> **Aim of the task**:
Count the lines in the items below that contain the string "wall". Reply with the number alone.

*** Records supplied ***

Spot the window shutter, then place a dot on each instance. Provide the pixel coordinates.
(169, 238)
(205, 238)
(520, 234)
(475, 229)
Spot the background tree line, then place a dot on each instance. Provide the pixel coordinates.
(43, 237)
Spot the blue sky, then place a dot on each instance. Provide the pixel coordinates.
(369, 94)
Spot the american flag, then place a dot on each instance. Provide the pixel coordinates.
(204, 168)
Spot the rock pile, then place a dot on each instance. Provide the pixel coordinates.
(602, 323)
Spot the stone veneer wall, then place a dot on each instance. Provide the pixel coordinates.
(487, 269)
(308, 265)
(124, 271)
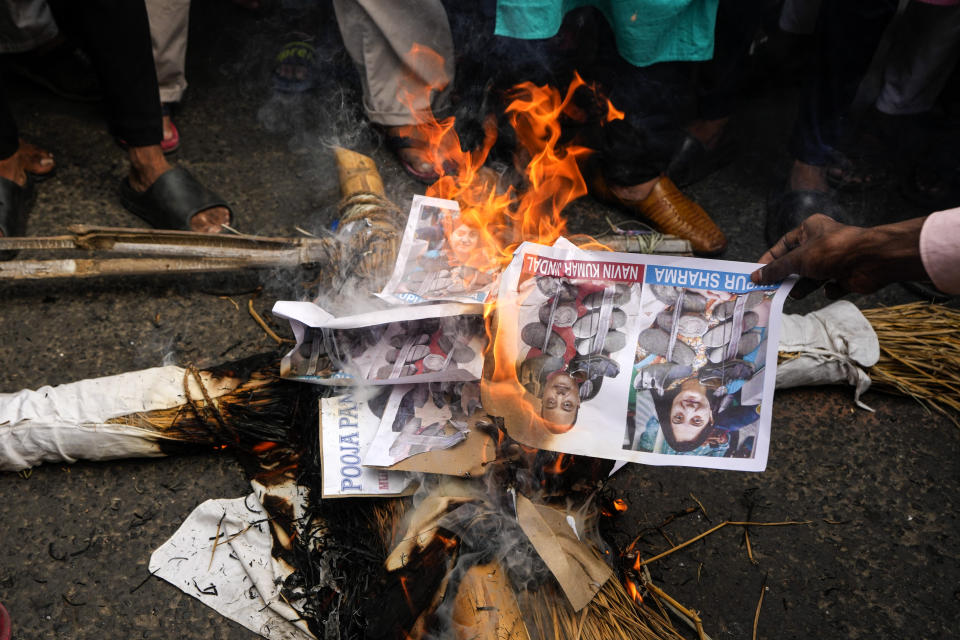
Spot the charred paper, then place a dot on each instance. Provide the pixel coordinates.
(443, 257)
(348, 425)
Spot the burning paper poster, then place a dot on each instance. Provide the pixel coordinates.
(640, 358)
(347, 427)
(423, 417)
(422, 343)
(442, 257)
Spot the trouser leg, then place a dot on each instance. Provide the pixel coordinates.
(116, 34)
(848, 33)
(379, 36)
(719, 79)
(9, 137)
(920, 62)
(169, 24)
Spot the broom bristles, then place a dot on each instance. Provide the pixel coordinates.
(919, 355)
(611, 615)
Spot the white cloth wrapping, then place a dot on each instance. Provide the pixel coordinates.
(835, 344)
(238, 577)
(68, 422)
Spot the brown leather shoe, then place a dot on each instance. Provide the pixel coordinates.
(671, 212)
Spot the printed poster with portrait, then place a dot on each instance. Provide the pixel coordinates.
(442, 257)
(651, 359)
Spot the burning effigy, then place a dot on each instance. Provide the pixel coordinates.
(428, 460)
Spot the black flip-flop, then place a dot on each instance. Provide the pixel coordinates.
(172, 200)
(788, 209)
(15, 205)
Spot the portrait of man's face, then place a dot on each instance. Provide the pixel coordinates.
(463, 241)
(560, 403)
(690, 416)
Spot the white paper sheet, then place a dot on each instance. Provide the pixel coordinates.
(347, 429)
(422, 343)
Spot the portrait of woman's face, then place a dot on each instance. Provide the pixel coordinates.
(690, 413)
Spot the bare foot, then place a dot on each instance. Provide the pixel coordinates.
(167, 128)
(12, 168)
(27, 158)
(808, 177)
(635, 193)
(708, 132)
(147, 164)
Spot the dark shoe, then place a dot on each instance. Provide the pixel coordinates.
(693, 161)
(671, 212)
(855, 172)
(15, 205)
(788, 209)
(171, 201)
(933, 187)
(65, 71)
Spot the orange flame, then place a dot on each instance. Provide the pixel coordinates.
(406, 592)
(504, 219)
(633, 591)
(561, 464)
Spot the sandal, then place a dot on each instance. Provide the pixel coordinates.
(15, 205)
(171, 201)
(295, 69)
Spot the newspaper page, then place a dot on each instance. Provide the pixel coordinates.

***
*** Records supplied ***

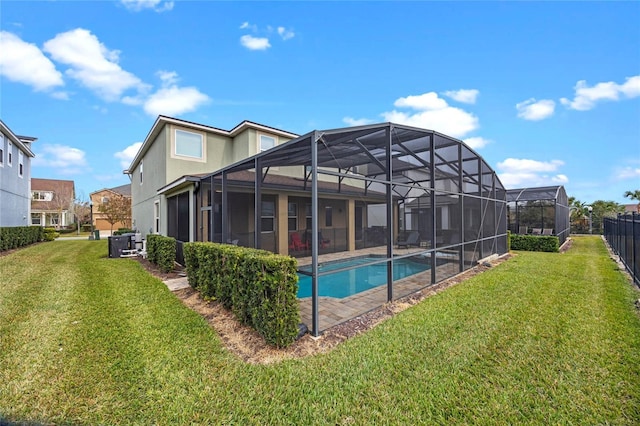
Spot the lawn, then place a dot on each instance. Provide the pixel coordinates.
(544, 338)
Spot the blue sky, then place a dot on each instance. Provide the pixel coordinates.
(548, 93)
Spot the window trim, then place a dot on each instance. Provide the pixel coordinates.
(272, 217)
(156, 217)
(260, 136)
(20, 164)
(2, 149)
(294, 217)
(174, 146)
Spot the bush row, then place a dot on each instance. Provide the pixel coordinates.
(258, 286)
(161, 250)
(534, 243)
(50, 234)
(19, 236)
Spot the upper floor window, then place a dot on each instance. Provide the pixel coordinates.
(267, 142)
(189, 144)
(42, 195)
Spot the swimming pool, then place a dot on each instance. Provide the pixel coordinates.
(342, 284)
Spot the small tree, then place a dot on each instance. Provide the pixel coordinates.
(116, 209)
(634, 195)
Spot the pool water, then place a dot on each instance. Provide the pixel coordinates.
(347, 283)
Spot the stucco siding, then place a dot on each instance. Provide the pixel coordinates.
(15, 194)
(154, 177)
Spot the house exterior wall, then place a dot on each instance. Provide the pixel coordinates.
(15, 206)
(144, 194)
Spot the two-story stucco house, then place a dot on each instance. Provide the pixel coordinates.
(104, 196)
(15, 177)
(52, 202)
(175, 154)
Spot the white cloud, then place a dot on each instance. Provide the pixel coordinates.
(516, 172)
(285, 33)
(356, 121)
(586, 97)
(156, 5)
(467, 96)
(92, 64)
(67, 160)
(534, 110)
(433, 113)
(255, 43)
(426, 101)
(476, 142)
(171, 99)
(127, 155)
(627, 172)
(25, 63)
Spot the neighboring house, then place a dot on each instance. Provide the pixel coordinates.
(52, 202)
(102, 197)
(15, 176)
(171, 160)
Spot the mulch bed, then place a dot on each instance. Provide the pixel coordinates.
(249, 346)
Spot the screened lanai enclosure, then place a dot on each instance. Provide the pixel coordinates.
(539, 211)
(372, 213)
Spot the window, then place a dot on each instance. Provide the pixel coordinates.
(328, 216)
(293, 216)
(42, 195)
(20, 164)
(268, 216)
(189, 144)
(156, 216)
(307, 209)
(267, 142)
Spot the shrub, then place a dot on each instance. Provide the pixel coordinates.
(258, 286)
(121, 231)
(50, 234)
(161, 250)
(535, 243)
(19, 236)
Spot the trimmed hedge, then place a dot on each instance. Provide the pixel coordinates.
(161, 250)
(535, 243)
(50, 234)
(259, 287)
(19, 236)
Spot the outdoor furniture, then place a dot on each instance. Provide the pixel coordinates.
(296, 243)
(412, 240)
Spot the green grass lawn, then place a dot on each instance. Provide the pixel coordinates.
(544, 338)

***

> **Problem solution**:
2